DIRECTIVES:
a) Can you transcribe the stretch of the stakeholder passage from "The most common" through "the business makes."?
b) Can you rescale the stretch of the rows from their start through the line containing "0;0;320;180", giving every line again with the requests included, multiplying each box coordinate in the answers by 1.35 and rounding to whole numbers with halves rounded up? Leave the pictures out of your answer.

What is a stakeholder
In business, a stakeholder is any individual, party or group that has an interest in the organisation and any outcomes. Businesses often have different types of internal and external stakeholders who all have different interests and priorities, which can often conflict with each other. Internal stakeholders are people who are directly involved within a company such as owners, employees and investors.
External stakeholders are those who do not directly work with a company but are affected by the outcomes or actions of the business. These may be suppliers, creditors or public groups. Organisations can find it a difficult task to please all stakeholders equally and therefore often must prioritise stakeholders and their competing interests.
An example of this may be where shareholders in a company are highly concerned with the profit being made and earning a high return on their investment. This may mean seeking to cut labour costs which would negatively impact another group of stakeholders, its employees. The most efficient and successful companies are able to manage the interests of all of their stakeholders.
The most common types of stakeholders
- Customers are stakeholders of a business in that they are impacted by the quality of service, products, and their value. Many would argue that businesses exist to serve their customers.
- Owners are interested in how much profit the business makes.
- Employees have a direct stake in the company in that they earn an income to support themselves. They want to earn as higher wages as possible and have a stable job and income. It is important for employees to feel valued and not overworked or underpaid. Please see our knowledge base for more information about employee welfare in offices and how to reduce employee turnover.
- Investors include both shareholders and debtholders. Shareholders invest capital in the business and expect to earn a return. Within this group are also lenders and potential acquirers.

(Dataset records)
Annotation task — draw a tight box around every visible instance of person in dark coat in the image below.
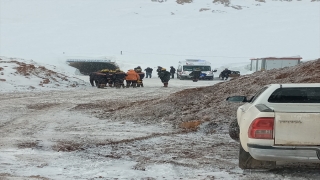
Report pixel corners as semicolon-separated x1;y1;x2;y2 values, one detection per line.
189;68;201;82
170;66;176;79
144;67;153;78
89;72;98;87
159;68;171;87
220;68;231;80
113;69;127;88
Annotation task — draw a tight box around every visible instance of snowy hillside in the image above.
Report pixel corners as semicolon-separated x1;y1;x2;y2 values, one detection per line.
0;0;320;91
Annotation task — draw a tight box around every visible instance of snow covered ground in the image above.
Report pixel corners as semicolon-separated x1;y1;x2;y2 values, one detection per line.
0;0;320;180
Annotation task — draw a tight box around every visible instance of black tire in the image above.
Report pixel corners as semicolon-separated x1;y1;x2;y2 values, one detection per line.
239;143;276;169
229;120;240;141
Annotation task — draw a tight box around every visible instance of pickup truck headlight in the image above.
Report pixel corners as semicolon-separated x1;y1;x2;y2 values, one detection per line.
248;117;274;139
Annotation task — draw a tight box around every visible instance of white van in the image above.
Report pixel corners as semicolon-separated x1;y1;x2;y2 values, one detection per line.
177;59;214;80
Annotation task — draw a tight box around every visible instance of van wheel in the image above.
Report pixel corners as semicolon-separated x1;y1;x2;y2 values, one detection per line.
239;143;276;169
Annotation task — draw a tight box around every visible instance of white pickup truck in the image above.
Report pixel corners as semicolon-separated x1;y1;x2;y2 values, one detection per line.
227;83;320;169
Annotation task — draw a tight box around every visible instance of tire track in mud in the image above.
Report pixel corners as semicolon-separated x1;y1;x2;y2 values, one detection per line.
0;103;73;148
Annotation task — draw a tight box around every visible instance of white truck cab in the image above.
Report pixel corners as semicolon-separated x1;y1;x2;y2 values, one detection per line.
177;59;214;80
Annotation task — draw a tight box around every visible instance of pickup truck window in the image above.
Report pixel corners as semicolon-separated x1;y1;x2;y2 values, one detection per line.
268;87;320;103
250;87;268;103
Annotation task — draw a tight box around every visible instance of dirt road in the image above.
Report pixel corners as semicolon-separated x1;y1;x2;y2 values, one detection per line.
0;79;320;180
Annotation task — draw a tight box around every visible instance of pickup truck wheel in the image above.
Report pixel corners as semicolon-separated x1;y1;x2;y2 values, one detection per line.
239;144;276;169
229;120;240;141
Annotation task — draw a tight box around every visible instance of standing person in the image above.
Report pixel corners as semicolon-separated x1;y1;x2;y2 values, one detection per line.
113;69;127;88
126;69;140;88
189;68;201;82
170;66;176;79
136;69;144;87
159;68;171;87
221;68;231;80
144;67;153;78
157;66;162;77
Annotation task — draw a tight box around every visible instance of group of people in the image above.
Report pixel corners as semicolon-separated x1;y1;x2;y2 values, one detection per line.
89;66;145;88
89;66;231;88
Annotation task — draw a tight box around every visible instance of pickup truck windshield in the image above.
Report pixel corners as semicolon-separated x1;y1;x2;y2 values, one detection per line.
268;87;320;103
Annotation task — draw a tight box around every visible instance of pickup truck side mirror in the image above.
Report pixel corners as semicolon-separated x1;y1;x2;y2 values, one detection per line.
226;96;248;102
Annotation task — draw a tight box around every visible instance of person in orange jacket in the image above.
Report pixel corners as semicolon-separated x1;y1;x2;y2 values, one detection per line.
126;69;140;88
135;69;145;87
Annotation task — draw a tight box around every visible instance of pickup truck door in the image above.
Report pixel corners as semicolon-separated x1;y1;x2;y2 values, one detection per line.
274;112;320;145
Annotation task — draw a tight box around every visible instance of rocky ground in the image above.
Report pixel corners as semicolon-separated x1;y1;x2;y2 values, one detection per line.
0;59;320;179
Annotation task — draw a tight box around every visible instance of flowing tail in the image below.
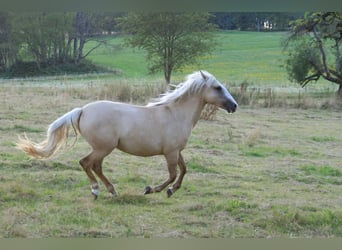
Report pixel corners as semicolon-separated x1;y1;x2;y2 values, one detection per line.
17;108;82;159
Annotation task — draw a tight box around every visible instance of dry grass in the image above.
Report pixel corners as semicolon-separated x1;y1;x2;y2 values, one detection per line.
0;79;342;238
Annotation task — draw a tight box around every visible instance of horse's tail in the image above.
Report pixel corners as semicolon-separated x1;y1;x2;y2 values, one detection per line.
17;108;82;159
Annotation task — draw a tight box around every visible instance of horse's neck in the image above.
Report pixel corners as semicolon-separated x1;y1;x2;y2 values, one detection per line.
174;97;204;127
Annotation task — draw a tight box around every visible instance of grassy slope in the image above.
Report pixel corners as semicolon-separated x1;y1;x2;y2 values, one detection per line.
89;32;288;85
0;32;342;238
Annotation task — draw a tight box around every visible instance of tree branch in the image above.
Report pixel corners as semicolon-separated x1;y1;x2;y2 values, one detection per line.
300;73;321;88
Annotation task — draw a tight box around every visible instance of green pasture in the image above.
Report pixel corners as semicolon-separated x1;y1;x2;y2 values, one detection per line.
88;31;292;86
0;32;342;238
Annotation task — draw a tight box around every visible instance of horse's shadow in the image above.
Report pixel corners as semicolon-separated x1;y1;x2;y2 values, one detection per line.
106;193;169;206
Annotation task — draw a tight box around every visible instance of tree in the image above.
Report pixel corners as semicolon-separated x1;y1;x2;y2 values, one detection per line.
285;12;342;97
118;12;215;83
0;11;19;72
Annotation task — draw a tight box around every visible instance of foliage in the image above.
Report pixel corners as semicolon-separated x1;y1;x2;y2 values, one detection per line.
286;12;342;96
0;12;120;75
0;11;19;71
118;12;215;83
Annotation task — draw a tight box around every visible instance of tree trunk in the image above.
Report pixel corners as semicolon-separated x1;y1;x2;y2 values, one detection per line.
337;84;342;99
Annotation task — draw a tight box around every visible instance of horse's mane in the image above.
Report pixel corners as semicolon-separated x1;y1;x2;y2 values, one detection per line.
146;71;214;107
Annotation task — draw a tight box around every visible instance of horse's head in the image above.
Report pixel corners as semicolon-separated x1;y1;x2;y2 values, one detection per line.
200;71;238;113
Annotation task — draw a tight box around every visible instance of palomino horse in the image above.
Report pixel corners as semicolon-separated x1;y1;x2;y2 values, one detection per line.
17;71;237;199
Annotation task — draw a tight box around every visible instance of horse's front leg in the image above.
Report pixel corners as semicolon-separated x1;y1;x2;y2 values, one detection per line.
144;151;179;197
167;152;186;197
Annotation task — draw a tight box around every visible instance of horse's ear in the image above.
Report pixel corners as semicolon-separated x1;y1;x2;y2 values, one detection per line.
200;70;208;81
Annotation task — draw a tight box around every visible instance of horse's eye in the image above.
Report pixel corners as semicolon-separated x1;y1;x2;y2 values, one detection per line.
214;86;222;91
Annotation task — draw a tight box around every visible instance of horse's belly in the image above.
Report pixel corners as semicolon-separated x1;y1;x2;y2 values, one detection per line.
117;140;163;156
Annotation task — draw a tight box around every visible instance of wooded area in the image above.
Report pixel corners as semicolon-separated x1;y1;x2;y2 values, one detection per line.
0;12;303;75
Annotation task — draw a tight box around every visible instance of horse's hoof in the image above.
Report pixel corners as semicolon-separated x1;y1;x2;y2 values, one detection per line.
144;186;153;195
166;188;173;198
91;189;100;200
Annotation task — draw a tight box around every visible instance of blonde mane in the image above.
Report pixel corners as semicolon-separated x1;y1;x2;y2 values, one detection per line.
146;71;214;107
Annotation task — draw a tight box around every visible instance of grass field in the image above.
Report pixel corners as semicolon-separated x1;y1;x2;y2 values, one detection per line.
0;32;342;238
89;31;288;83
88;31;335;91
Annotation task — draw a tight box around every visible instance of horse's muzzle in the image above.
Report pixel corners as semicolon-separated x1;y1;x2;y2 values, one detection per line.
225;102;238;113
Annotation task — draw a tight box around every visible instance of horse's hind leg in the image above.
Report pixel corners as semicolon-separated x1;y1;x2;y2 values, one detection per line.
92;158;117;197
80;151;117;199
144;151;178;194
80;154;100;199
167;152;186;197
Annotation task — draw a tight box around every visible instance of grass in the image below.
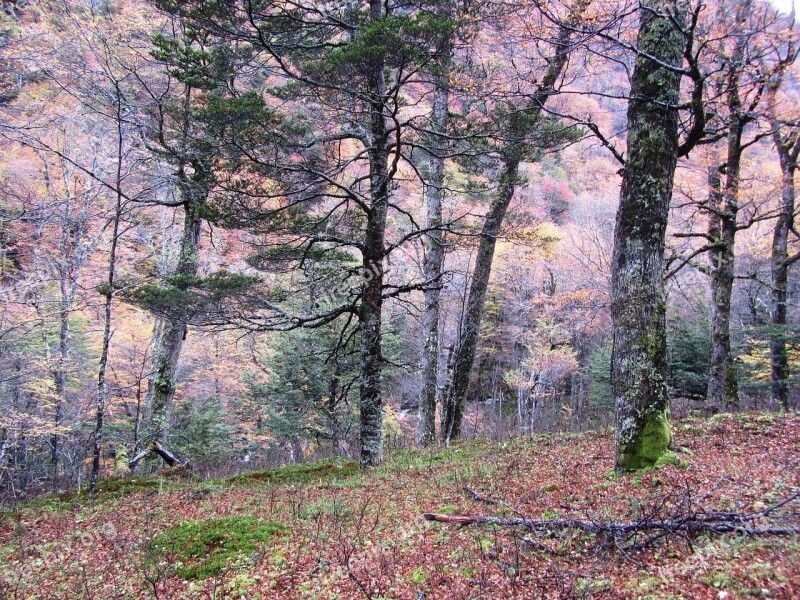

RESPONSES BY TASK:
a)
The most common types of stakeholders
- Customers are stakeholders of a business in that they are impacted by the quality of service, products, and their value. Many would argue that businesses exist to serve their customers.
- Owners are interested in how much profit the business makes.

b)
Annotation task — draw a tight box around every visible instance of person in dark coat in the image below.
Report pixel corners as semicolon-separated x1;y1;x2;y2 values, one detection per line.
255;92;271;111
230;89;238;107
194;90;207;105
120;97;132;117
215;92;231;117
297;92;312;108
153;93;171;119
Annotation task — draw a tight box around every visible instance of snowy hillside in the image above.
Report pixel corners as semicolon-separated x1;y1;x2;y2 values, one detection per line.
0;0;432;123
Annotation task — draw a tight box around every visible instance of snow covered ground in the image above.
Report pixel corners as semicolon-separated x1;y1;x2;y2 values, one detection per line.
0;0;432;243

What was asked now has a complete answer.